• **Try it**: The response should contain all of the data below, reproduced exactly, and no pictures.

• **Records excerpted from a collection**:
···

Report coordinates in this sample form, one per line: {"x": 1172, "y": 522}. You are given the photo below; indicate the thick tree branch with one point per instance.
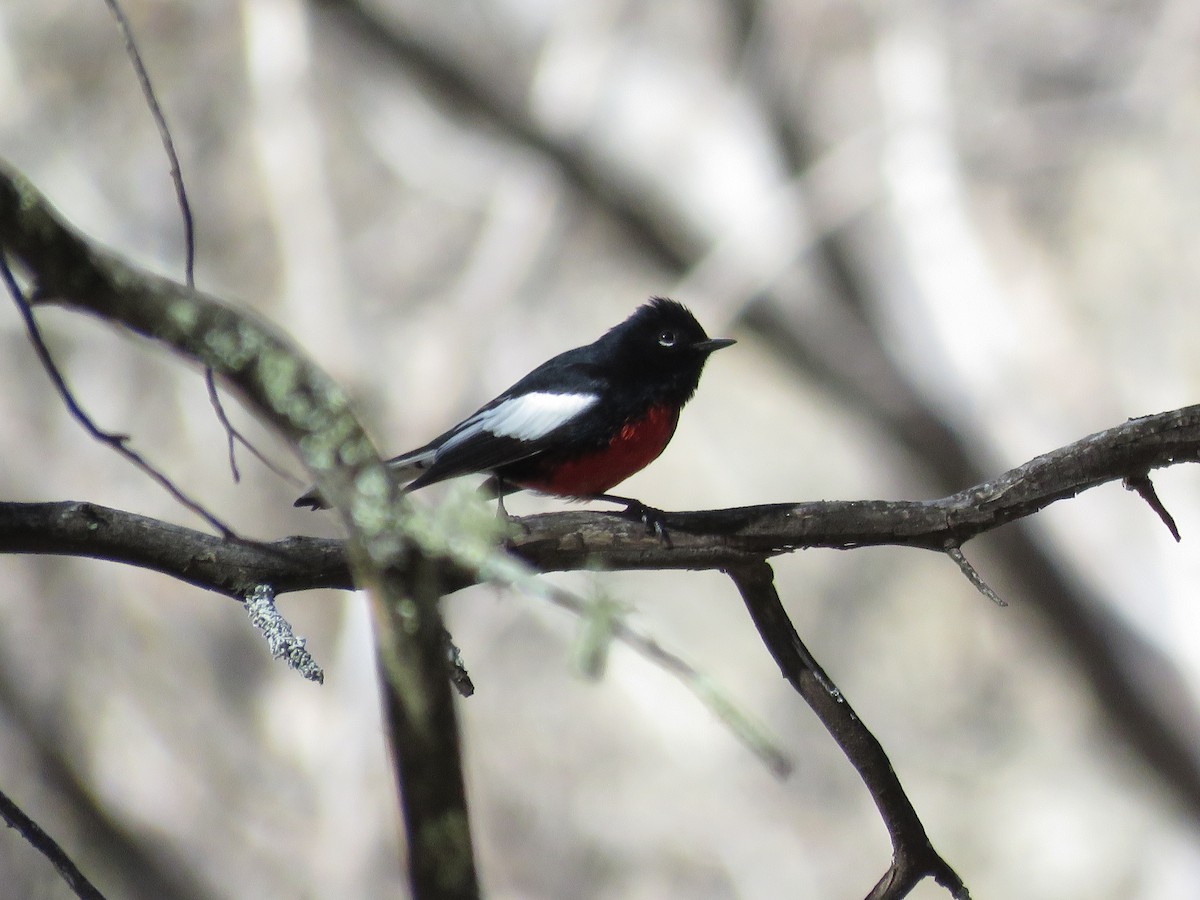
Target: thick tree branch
{"x": 313, "y": 414}
{"x": 559, "y": 541}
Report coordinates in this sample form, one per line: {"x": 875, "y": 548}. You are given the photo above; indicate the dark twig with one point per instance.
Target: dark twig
{"x": 973, "y": 575}
{"x": 185, "y": 210}
{"x": 581, "y": 539}
{"x": 48, "y": 847}
{"x": 913, "y": 856}
{"x": 1144, "y": 487}
{"x": 117, "y": 442}
{"x": 168, "y": 143}
{"x": 310, "y": 411}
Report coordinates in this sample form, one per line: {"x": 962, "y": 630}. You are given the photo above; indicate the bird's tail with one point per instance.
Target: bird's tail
{"x": 407, "y": 467}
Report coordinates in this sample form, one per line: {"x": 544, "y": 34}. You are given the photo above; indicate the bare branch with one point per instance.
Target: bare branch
{"x": 913, "y": 856}
{"x": 313, "y": 414}
{"x": 48, "y": 847}
{"x": 973, "y": 576}
{"x": 117, "y": 442}
{"x": 1144, "y": 487}
{"x": 580, "y": 539}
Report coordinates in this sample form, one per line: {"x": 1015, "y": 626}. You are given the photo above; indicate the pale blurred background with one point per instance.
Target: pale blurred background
{"x": 978, "y": 216}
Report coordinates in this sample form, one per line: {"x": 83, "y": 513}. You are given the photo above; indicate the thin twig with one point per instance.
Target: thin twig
{"x": 1144, "y": 487}
{"x": 913, "y": 857}
{"x": 185, "y": 211}
{"x": 48, "y": 847}
{"x": 117, "y": 442}
{"x": 973, "y": 576}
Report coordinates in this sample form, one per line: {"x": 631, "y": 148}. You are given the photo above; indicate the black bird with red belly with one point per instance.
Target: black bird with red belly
{"x": 582, "y": 421}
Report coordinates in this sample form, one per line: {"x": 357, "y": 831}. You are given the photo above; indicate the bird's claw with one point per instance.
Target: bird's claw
{"x": 653, "y": 519}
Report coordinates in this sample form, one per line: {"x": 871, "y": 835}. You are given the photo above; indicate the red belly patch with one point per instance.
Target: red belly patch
{"x": 631, "y": 449}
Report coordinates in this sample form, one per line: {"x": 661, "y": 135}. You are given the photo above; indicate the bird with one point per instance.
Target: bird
{"x": 581, "y": 423}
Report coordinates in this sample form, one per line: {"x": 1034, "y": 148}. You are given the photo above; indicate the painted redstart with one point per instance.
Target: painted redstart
{"x": 582, "y": 421}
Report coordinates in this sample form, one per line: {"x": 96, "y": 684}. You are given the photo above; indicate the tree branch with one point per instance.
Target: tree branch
{"x": 298, "y": 400}
{"x": 579, "y": 539}
{"x": 912, "y": 855}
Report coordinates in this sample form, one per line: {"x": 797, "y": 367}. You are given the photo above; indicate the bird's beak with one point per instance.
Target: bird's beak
{"x": 713, "y": 343}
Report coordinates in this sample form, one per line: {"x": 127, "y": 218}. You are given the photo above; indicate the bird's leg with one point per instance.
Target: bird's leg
{"x": 496, "y": 487}
{"x": 653, "y": 519}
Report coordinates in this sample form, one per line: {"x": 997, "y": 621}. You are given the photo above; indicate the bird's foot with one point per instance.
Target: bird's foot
{"x": 652, "y": 517}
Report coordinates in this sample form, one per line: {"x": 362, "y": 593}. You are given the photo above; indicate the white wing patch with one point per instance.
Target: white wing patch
{"x": 526, "y": 418}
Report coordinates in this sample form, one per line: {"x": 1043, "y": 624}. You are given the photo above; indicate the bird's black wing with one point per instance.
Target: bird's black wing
{"x": 528, "y": 418}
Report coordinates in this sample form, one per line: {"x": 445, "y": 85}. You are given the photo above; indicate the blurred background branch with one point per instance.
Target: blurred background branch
{"x": 953, "y": 237}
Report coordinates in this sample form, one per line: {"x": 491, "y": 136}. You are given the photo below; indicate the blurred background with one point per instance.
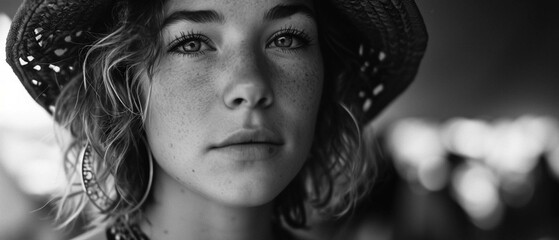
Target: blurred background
{"x": 470, "y": 151}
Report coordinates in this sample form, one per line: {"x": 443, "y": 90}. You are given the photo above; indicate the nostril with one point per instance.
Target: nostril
{"x": 264, "y": 102}
{"x": 238, "y": 101}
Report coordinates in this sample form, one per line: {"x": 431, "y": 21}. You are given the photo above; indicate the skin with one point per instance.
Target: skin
{"x": 248, "y": 76}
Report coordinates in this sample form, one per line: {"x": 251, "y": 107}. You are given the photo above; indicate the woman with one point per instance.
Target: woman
{"x": 208, "y": 119}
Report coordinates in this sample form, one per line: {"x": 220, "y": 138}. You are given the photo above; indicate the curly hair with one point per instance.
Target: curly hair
{"x": 105, "y": 107}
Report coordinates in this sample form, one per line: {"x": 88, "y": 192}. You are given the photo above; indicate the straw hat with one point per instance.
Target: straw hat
{"x": 46, "y": 42}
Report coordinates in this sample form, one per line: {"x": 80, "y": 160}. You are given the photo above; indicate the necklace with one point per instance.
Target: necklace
{"x": 124, "y": 229}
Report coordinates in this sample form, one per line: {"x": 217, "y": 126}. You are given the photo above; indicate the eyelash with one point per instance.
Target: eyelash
{"x": 187, "y": 37}
{"x": 291, "y": 31}
{"x": 184, "y": 38}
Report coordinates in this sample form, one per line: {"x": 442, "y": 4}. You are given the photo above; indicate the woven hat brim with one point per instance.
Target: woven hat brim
{"x": 46, "y": 37}
{"x": 44, "y": 42}
{"x": 399, "y": 26}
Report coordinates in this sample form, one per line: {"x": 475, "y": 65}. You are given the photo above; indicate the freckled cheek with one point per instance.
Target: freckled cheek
{"x": 179, "y": 102}
{"x": 301, "y": 86}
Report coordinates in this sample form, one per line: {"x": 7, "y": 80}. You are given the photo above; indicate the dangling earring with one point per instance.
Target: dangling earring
{"x": 93, "y": 189}
{"x": 355, "y": 123}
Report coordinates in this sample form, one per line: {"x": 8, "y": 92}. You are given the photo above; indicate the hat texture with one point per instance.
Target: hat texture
{"x": 47, "y": 38}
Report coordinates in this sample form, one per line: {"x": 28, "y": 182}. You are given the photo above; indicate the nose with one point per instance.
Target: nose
{"x": 248, "y": 86}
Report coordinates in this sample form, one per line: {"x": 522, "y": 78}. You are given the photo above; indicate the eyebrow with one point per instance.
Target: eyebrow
{"x": 203, "y": 16}
{"x": 284, "y": 11}
{"x": 211, "y": 16}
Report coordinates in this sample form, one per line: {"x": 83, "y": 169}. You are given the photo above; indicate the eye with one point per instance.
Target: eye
{"x": 284, "y": 41}
{"x": 190, "y": 44}
{"x": 290, "y": 38}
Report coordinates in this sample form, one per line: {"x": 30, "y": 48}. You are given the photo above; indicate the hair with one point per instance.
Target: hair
{"x": 105, "y": 107}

···

• **Exercise response**:
Report coordinates in this sample form, one per line: {"x": 1172, "y": 522}. You are given the photo below; indicate the thick tree branch with one point per instance.
Target: thick tree branch
{"x": 313, "y": 414}
{"x": 559, "y": 541}
Report coordinates in this sample form, one per line: {"x": 875, "y": 548}. You are given the photo above; indicate the dark twig with one point per instance.
Target: dark twig
{"x": 973, "y": 575}
{"x": 185, "y": 210}
{"x": 581, "y": 539}
{"x": 48, "y": 847}
{"x": 913, "y": 856}
{"x": 1144, "y": 487}
{"x": 117, "y": 442}
{"x": 168, "y": 143}
{"x": 310, "y": 411}
Report coordinates in this sample form, one per line: {"x": 962, "y": 630}. You are given the photo above; indicate the bird's tail with one point per instance.
Target: bird's tail
{"x": 407, "y": 467}
Report coordinates in this sample form, one per line: {"x": 544, "y": 34}. You are given the photo above; indicate the bare branch with one point per instance.
Target: bare branch
{"x": 913, "y": 856}
{"x": 313, "y": 414}
{"x": 48, "y": 847}
{"x": 973, "y": 576}
{"x": 117, "y": 442}
{"x": 1144, "y": 487}
{"x": 580, "y": 539}
Report coordinates in this sample form, one per line: {"x": 1015, "y": 626}. You are given the photo above; indicate the pale blurred background with one point per instance.
Target: pale blurred background
{"x": 978, "y": 216}
Report coordinates in this sample form, one per line: {"x": 83, "y": 513}. You are given the photo above; indicate the thin twig with one point per instance.
Target: thin twig
{"x": 1144, "y": 487}
{"x": 913, "y": 857}
{"x": 185, "y": 211}
{"x": 48, "y": 847}
{"x": 117, "y": 442}
{"x": 973, "y": 576}
Report coordinates in this sample form, one per line: {"x": 631, "y": 148}. You are given the photo above; indicate the black bird with red belly with one point per instance.
Target: black bird with red belly
{"x": 582, "y": 421}
Report coordinates in this sample form, one per line: {"x": 357, "y": 831}. You are given the photo above; indicate the bird's claw with one point per instance.
Target: bird's claw
{"x": 653, "y": 519}
Report coordinates in this sample form, one per line: {"x": 871, "y": 835}. You are given the photo above; indicate the red belly patch with one point per instance.
Target: red belly patch
{"x": 631, "y": 449}
Report coordinates in this sample form, one per line: {"x": 661, "y": 135}. You are given the photo above; indicate the bird with one point per instance.
Target: bird
{"x": 581, "y": 423}
Report coordinates in this sample form, one per line: {"x": 1034, "y": 148}. You are given the photo above; indicate the painted redstart with one point per instance.
Target: painted redstart
{"x": 582, "y": 421}
Report coordinates in this sample form, one per line: {"x": 96, "y": 684}. You are given the photo above; indicate the tree branch with one point per instance.
Target: tree branch
{"x": 298, "y": 400}
{"x": 579, "y": 539}
{"x": 912, "y": 855}
Report coordinates in this sample form, one per line: {"x": 797, "y": 367}. You are given the photo above; indicate the bird's beak with one point per instance.
Target: bird's beak
{"x": 713, "y": 343}
Report coordinates in this sample form, one per line: {"x": 127, "y": 218}. You are given the photo above; indicate the bird's leg with one point per instance.
Target: bird's leg
{"x": 496, "y": 487}
{"x": 653, "y": 519}
Report coordinates in this sample form, one per line: {"x": 997, "y": 621}. You are given the photo above; indicate the bird's foot with one point per instance.
Target: bird's foot
{"x": 652, "y": 517}
Report coordinates in this sample form, one per line: {"x": 362, "y": 593}. You are given the photo above; indicate the white wing patch with one point per instance.
Target: white wing patch
{"x": 526, "y": 418}
Report coordinates in this sample form, one per line: {"x": 1043, "y": 624}. You are given the photo above; indicate the bird's black wing with one point per instance.
Target: bird's black wing
{"x": 528, "y": 418}
Report coordinates in this sample form, one per line: {"x": 445, "y": 85}. You are given the photo above; indicate the blurred background branch with one point per instance.
Target: blurred background branch
{"x": 953, "y": 237}
Report coordinates in this sample form, one per line: {"x": 491, "y": 136}. You are given the photo below; indicate the blurred background with one point per instance.
Target: blurred background
{"x": 470, "y": 151}
Report coordinates in this sample form, one per line: {"x": 443, "y": 90}. You are given the photo above; indicate the nostril with one point per instance.
Target: nostril
{"x": 264, "y": 102}
{"x": 238, "y": 101}
Report coordinates in this sample form, one per line: {"x": 431, "y": 21}. You are given the photo above; indicate the skin with one point per instance.
Target: skin
{"x": 248, "y": 76}
Report coordinates in this sample form, one per line: {"x": 251, "y": 107}. You are given the photo above; indicate the woman with one point per instance.
Target: woman
{"x": 208, "y": 119}
Report coordinates in this sample form, one per line: {"x": 220, "y": 138}. You are given the photo above; indicate the curly hair with one point per instance.
Target: curly hair
{"x": 105, "y": 107}
Report coordinates in this sample form, one per line: {"x": 88, "y": 192}. You are given the photo above; indicate the straw hat with one point per instance.
Target: straw hat
{"x": 46, "y": 42}
Report coordinates in this sample form, one per line: {"x": 80, "y": 160}. You are given the photo above; indicate the necklace with one point per instance.
Target: necklace
{"x": 124, "y": 229}
Report coordinates in this sample form, one per line: {"x": 217, "y": 126}. You are given the photo above; indicate the eyelash with one point per instance.
Target: eyelash
{"x": 187, "y": 37}
{"x": 291, "y": 31}
{"x": 184, "y": 38}
Report coordinates in this sample form, one per line: {"x": 442, "y": 4}. You are given the photo above; indicate the woven hat brim with one point per instance.
Target: woven hat brim
{"x": 46, "y": 37}
{"x": 44, "y": 42}
{"x": 399, "y": 26}
Report coordinates in this sample form, one per line: {"x": 475, "y": 65}. You are given the photo above; indicate the freckled cheek with one point per instance.
Target: freckled cheek
{"x": 179, "y": 102}
{"x": 301, "y": 86}
Report coordinates in this sample form, one per line: {"x": 7, "y": 80}. You are given the photo above; indicate the dangling earring with one point per instance.
Target: dangling earring
{"x": 93, "y": 189}
{"x": 355, "y": 123}
Report coordinates in this sample form, one per line: {"x": 8, "y": 92}. You are given the photo above; indicate the hat texture with one point per instance.
Target: hat texture
{"x": 47, "y": 38}
Report coordinates in this sample form, one per line: {"x": 28, "y": 182}. You are given the photo above; indicate the nose with one point per instance.
Target: nose
{"x": 248, "y": 86}
Report coordinates in this sample form, one per line: {"x": 522, "y": 78}. You are given the photo above; indicate the eyebrow with one point per instance.
Target: eyebrow
{"x": 203, "y": 16}
{"x": 284, "y": 11}
{"x": 211, "y": 16}
Report coordinates in this sample form, one per line: {"x": 83, "y": 169}. You are given the photo above; indicate the eye with one point per instance.
Target: eye
{"x": 284, "y": 41}
{"x": 190, "y": 44}
{"x": 290, "y": 38}
Report coordinates in this sample form, one per line: {"x": 30, "y": 48}. You are given the photo above; indicate the hair with one point per instance.
Target: hair
{"x": 105, "y": 107}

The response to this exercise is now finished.